# [Problem details]
Lay out the lines of the records below as a numbered list, omitting any blank lines. Begin at the line that contains "Note: for every instance of the white" and stop after the line that contains "[[103, 161], [18, 184], [60, 176], [362, 306], [551, 201]]".

# [Input records]
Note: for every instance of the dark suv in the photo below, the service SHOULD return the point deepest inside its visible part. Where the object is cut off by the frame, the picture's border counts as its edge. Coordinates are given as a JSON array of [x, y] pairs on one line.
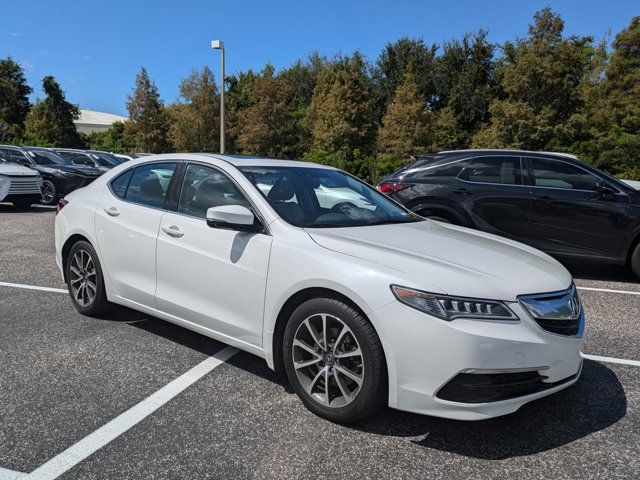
[[551, 201], [60, 176]]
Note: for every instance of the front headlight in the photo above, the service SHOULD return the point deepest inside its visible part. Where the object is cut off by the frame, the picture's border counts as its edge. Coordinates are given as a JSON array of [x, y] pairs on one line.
[[449, 308]]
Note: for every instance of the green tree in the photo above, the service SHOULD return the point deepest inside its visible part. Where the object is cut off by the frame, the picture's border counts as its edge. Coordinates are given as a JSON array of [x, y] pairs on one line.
[[464, 82], [266, 127], [112, 140], [195, 119], [407, 125], [50, 121], [340, 115], [612, 113], [397, 59], [148, 127], [540, 82], [14, 99]]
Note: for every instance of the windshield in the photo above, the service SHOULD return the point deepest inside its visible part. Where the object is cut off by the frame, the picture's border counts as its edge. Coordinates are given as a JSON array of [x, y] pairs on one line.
[[106, 159], [321, 197], [45, 157]]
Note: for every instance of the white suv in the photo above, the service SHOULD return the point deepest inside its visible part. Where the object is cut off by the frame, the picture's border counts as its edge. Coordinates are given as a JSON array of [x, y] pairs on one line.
[[19, 185]]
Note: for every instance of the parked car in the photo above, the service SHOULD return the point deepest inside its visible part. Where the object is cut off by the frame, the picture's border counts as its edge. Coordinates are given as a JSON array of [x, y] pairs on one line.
[[103, 161], [18, 184], [60, 176], [362, 306], [551, 201]]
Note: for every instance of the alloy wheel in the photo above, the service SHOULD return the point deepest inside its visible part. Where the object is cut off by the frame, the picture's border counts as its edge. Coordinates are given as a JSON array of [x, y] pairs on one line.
[[83, 278], [328, 360]]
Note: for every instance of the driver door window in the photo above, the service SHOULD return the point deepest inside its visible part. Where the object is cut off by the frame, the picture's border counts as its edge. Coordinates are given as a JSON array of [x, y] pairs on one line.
[[205, 187]]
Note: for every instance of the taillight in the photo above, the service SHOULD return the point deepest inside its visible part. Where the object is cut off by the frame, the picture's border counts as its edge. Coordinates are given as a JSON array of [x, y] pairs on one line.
[[392, 187], [61, 204]]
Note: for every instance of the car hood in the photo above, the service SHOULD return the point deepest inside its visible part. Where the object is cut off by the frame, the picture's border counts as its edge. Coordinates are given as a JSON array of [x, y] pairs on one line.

# [Exercise output]
1. Note: for every instance of the white suv in the photo above, the service SHOULD return the point deepest inside its visible part. Where the object is cut off by the frame, the picture's border counts as its edge. Coordinates are given as a JSON array of [x, y] pairs on one line.
2. [[19, 185]]
3. Note: for every instance of the parked car in the photo above, the service SHOULD return the point deepest inside its visible part. Where the object is cut off by the frame, the picture's border counts as its edge. Coordinates are given as a JSON array of [x, y] pairs on one line.
4. [[103, 161], [18, 184], [60, 176], [362, 306], [551, 201]]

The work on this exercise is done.